Если мы теперь рассмотрим так называемую творческую способность в человеке, мы обнаружим, что в первичном смысле эта способность не является творческой. Действительно, человек скорее «является мыслимым», чем «мыслит», когда в его уме возникает новая мысль. Он не знал ее, пока не нашел ее там, поэтому он даже не мог ее вызвать. Он не создавал ее, иначе как она могла бы стать тем сюрпризом, которым она была, когда возникла? Он может, конечно, в редких случаях предвидеть, что что-то приближается, и подготовить место для его рождения; но это предельное отношение сознания и воли, которое он может иметь к зарождающейся идее. Оставив это в стороне, однако, и обратившись к воплощению или откровению мысли, мы обнаружим, что человек не более «создает» формы, с помощью которых он хотел бы раскрыть свои мысли, чем он создает сами эти мысли.

Ибо что это за формы, с помощью которых человек может раскрыть свои мысли? Не формы ли природы? Но хотя он создан в теснейшей симпатии с этими формами, даже эти формы не рождаются в его уме. Что там возникает, так это восприятие того, что та или иная форма уже является выражением той или иной фазы мысли или чувства. Ибо мир вокруг него — это внешнее отображение состояния его ума; неисчерпаемая сокровищница форм, откуда он может выбирать показатели — хрустальные кувшины, которые защитят его мысль и не потребуют разбития, чтобы свет мог вырваться наружу. Смыслы уже заложены в этих формах, иначе они не могли бы быть одеянием откровения. Бог создал мир так, чтобы он служил Его творению, развивая в этом служении то воображение, потребность в котором он удовлетворяет. Человеку остается лишь зажечь лампу внутри формы: его воображение — это свет, а не форма. И тотчас сияющая мысль делает форму видимой и сама становится видимой через форму. [Сноска: Мы не хотим сказать, что человек работает сознательно даже в этом. Часто, если не всегда, видение возникает в уме, мысль и форма вместе.]

В качестве иллюстрации того, что мы имеем в виду, возьмем отрывок из поэта Шелли.

* **Задания**:
**a)** Чем, согласно тексту о творческой способности человека, является его воображение: светом или формой?
**b)** Перепишите слово в слово фрагмент текста о творческой способности, начиная со слов «Если мы теперь» и заканчивая словами «сами эти мысли.».

* **Строки**:

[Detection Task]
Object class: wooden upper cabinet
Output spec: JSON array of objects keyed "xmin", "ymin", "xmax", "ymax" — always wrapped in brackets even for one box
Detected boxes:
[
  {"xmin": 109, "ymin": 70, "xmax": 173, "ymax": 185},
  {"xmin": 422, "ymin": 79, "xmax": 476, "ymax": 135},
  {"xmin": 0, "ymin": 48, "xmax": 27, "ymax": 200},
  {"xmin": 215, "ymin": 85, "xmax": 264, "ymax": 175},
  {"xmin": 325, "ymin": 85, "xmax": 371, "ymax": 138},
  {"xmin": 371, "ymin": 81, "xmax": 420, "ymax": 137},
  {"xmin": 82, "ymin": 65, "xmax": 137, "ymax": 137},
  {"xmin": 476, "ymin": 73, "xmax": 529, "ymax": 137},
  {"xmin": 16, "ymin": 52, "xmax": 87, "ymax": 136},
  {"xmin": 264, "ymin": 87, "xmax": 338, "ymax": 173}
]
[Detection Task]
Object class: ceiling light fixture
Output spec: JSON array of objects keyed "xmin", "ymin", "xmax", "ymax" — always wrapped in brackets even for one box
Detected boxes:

* **Ответы к упражнениям**:
**a)** Воображение человека — это свет, а не форма.

**b)**
Если мы теперь рассмотрим так называемую творческую способность в человеке, мы обнаружим, что в первичном смысле эта способность не является творческой. Действительно, человек скорее «является мыслимым», чем «мыслит», когда в его уме возникает новая мысль. Он не знал ее, пока не нашел ее там, поэтому он даже не мог ее вызвать. Он не создавал ее, иначе как она могла бы стать тем сюрпризом, которым она была, когда возникла? Он может, конечно, в редких случаях предвидеть, что что-то приближается, и подготовить место для его рождения; но это предельное отношение сознания и воли, которое он может иметь к зарождающейся идее. Оставив это в стороне, однако, и обратившись к воплощению или откровению мысли, мы обнаружим, что человек не более «создает» формы, с помощью которых он хотел бы раскрыть свои мысли, чем он создает сами эти мысли.